**ТЕКСТ ДЛЯ ЧТЕНИЯ**
------
На деле это подмостки для Нельсона Манделы, который должен в свой 90-й день рождения сфотографироваться с сотней незнакомцев. Точнее, это подмостки для людей, которые хотят сфотографироваться с Манделой.
Стефан из Будапешта, беженец по экономическим причинам, тащит пылесос по нейлоновому ковру площадью с теннисный корт. Для окружающих Стефан – невидимка. Он слишком стар, чтобы поднимать пыль в чужой стране, рано полысел, а в глазах его печаль. Он говорит, что ему нравится Лондон, по крайней мере то, что он видел. Однако он слишком устал и понятия не имеет, чему посвящено мероприятие.
Терри О’Нил, официальный фотограф юбилейного тура Манделы, сидит в уголке, пока его ассистенты устанавливают камеру и синхронизированные ослепительные софиты. Они в черт знает какой раз проверяют, точно ли стул в фокусе. Мы все смотрим на стул. Он стоит посреди комнаты. Даже технический персонал относится к нему с уважением, будто он – воплощение Мит Лоуфа[40]. Плюшевый стул эпохи Людовика XVIII – из тех, которыми заполняют пробелы в интерьерах отелей.
------
**ВЫДЕРЖКА ИЗ ДАННЫХ**
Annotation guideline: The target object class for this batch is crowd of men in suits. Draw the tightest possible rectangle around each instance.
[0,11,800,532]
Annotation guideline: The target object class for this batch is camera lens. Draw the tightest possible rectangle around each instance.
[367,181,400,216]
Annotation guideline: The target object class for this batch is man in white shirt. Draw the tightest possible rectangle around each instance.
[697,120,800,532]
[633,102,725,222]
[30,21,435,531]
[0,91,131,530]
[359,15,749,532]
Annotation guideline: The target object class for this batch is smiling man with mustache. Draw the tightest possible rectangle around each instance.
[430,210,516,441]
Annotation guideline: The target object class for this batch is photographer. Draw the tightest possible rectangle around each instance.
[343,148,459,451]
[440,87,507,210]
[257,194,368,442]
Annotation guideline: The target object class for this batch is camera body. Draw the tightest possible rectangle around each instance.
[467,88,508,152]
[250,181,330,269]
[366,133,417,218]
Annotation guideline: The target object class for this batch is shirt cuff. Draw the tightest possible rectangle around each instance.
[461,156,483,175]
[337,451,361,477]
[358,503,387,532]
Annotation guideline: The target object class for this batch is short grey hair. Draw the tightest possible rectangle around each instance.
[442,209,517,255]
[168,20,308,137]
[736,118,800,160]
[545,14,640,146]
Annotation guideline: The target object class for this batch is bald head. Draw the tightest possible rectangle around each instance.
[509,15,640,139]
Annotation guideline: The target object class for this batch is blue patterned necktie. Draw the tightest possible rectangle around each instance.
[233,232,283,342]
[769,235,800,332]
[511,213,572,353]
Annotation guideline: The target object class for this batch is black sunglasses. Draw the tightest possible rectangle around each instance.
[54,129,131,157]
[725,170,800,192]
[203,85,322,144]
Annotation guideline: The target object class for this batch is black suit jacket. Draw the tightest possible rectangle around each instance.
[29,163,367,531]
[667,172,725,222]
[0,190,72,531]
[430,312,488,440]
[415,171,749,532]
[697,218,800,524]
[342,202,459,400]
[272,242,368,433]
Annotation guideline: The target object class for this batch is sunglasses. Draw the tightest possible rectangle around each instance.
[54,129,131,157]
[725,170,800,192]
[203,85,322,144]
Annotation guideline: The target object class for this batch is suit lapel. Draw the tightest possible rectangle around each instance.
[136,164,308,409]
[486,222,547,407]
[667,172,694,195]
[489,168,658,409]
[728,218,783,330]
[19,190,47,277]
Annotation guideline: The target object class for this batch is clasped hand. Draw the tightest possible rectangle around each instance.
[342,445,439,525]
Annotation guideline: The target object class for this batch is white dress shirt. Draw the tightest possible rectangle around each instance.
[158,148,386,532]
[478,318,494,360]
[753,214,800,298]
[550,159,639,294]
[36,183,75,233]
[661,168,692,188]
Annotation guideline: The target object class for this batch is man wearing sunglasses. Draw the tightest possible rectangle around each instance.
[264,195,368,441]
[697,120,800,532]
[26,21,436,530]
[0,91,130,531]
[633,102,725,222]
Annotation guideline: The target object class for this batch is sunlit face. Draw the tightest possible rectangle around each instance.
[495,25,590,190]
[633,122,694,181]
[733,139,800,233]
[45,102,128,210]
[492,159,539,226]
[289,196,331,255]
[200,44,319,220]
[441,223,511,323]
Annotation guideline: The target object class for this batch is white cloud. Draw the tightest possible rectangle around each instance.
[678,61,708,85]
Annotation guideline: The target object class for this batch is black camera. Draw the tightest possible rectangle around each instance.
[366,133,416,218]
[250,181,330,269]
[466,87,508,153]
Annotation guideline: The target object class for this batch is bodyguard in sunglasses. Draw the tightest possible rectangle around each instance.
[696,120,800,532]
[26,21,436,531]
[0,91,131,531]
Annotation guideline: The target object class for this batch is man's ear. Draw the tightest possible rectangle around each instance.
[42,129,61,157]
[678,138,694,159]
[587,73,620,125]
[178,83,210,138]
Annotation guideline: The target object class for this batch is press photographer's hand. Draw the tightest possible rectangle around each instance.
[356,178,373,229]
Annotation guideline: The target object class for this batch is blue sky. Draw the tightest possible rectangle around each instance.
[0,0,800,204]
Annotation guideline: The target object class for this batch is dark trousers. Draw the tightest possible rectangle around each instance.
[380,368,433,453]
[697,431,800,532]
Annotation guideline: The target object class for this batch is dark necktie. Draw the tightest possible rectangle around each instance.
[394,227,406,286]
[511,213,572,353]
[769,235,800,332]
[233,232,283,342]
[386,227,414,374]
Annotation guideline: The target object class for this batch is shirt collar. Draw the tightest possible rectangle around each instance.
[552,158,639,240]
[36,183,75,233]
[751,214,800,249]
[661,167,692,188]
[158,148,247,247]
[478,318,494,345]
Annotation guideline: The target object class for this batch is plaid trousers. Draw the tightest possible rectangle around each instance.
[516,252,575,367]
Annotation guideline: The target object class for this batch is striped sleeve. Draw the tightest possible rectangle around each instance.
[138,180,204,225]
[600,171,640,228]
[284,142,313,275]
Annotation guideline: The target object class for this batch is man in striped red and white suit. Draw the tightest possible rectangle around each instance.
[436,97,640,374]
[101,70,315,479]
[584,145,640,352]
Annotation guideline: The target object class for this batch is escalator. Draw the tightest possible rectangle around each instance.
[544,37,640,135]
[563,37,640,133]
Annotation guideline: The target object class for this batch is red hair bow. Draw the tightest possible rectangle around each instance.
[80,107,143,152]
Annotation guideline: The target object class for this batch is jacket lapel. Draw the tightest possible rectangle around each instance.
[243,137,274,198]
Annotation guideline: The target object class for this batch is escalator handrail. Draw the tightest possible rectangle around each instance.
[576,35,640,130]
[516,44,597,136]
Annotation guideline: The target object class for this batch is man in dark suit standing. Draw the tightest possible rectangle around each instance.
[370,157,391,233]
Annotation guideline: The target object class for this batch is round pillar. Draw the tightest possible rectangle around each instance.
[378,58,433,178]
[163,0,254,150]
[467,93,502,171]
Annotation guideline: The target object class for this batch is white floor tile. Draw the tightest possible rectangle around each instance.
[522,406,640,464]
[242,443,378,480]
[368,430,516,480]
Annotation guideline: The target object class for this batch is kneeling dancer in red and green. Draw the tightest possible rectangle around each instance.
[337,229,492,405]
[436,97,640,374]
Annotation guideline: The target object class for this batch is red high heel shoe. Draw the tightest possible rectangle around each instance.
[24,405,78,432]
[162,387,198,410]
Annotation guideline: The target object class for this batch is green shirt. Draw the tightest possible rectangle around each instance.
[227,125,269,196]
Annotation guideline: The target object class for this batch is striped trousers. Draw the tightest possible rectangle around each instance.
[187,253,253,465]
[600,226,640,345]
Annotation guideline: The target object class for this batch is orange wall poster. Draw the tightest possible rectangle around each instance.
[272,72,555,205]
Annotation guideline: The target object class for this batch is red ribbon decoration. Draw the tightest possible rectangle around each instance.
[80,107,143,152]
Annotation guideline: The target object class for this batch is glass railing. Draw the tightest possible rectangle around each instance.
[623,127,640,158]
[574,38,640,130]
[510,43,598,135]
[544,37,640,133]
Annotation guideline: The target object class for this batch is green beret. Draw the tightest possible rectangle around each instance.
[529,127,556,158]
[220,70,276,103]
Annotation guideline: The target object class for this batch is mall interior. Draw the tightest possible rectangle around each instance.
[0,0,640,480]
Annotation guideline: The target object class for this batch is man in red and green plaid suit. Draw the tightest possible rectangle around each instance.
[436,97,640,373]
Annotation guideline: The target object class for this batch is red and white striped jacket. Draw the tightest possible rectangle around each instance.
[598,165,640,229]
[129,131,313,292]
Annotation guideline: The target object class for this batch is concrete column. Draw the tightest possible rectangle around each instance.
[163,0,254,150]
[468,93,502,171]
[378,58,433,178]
------
**ЗАДАНИЕ**
Замените «нейлоновому» на «шерстяному» и приведите фрагмент текста о юбилее Манделы от «Стефан из Будапешта, беженец» до «в интерьерах отелей.» включительно. Опирайтесь только на текст.

**ОТВЕТ**
Стефан из Будапешта, беженец по экономическим причинам, тащит пылесос по шерстяному ковру площадью с теннисный корт. Для окружающих Стефан – невидимка. Он слишком стар, чтобы поднимать пыль в чужой стране, рано полысел, а в глазах его печаль. Он говорит, что ему нравится Лондон, по крайней мере то, что он видел. Однако он слишком устал и понятия не имеет, чему посвящено мероприятие.
Терри О’Нил, официальный фотограф юбилейного тура Манделы, сидит в уголке, пока его ассистенты устанавливают камеру и синхронизированные ослепительные софиты. Они в черт знает какой раз проверяют, точно ли стул в фокусе. Мы все смотрим на стул. Он стоит посреди комнаты. Даже технический персонал относится к нему с уважением, будто он – воплощение Мит Лоуфа[40]. Плюшевый стул эпохи Людовика XVIII – из тех, которыми заполняют пробелы в интерьерах отелей.